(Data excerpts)
■ ■ ■ ■ ■ ■ ■
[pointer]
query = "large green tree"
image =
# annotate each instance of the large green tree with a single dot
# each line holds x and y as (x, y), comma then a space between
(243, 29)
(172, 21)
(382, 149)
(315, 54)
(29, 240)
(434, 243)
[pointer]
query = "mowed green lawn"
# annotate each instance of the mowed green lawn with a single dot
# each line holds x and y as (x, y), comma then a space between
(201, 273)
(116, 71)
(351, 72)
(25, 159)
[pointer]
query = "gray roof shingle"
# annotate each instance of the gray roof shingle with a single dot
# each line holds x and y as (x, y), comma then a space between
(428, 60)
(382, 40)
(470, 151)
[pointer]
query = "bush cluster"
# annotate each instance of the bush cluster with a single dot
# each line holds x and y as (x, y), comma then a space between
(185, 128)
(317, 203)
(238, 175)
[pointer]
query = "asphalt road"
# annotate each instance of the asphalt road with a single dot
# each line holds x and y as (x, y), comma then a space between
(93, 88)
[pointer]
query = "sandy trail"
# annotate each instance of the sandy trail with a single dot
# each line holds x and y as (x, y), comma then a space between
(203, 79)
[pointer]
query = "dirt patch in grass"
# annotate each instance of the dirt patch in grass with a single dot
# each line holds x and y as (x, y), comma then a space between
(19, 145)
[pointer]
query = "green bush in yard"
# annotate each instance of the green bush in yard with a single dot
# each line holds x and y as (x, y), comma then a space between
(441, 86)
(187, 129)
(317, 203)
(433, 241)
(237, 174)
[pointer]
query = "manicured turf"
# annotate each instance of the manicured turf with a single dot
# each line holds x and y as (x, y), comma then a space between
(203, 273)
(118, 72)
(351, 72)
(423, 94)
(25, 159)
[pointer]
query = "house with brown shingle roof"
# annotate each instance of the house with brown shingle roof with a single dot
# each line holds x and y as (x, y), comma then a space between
■ ■ ■ ■ ■ ■ ■
» About this exercise: Exactly as given, restate all the lines above.

» Answer space:
[pointer]
query = "large green tree"
image =
# annotate each instance of the large green tree with a single dot
# each line holds x and y as (x, y), comma then a space between
(243, 29)
(172, 21)
(382, 149)
(315, 54)
(29, 240)
(434, 243)
[pointer]
query = "mowed green lawn"
# annotate each instance of the mowed green lawn with a single dot
# each line holds x and y as (x, y), comma then a space between
(201, 273)
(116, 71)
(351, 72)
(25, 159)
[pointer]
query = "gray roof shingle"
# annotate each instance of the gray roof shingle with a single dot
# each line holds x and y as (x, y), comma then a space between
(428, 60)
(382, 40)
(470, 151)
[pointer]
query = "bush cluster"
# annotate each instance of the bush cluster with a single dot
# each line holds x and y as (x, y), comma then a space between
(185, 128)
(317, 203)
(238, 175)
[pointer]
query = "asphalt road"
# annotate each instance of the asphalt road with a single dot
# each line holds x and y as (x, y), comma then a space between
(93, 88)
[pointer]
query = "sandy trail"
# annotate each instance of the sandy trail with a single dot
# each line holds x and y as (x, y), comma then a space between
(203, 79)
[pointer]
query = "dirt patch in grass"
# annotate each instance of the dirt patch in grass with a single dot
# each line holds x and y as (x, y), comma then a space between
(19, 145)
[pointer]
query = "green bush in yard"
# annotate each instance of the green bush in yard with a single dot
# each line holds x and y as (x, y), comma then a space between
(441, 86)
(187, 129)
(317, 203)
(433, 241)
(237, 174)
[pointer]
query = "manicured turf"
# annotate each instance of the manicured turf with a single dot
# each line holds x and y as (x, y), comma then a space between
(203, 273)
(118, 72)
(351, 72)
(423, 94)
(25, 159)
[pointer]
query = "house with brown shingle roof"
# annotate each instance of the house with brown shingle roof with a single dot
# each line holds x and y as (x, y), comma then a space between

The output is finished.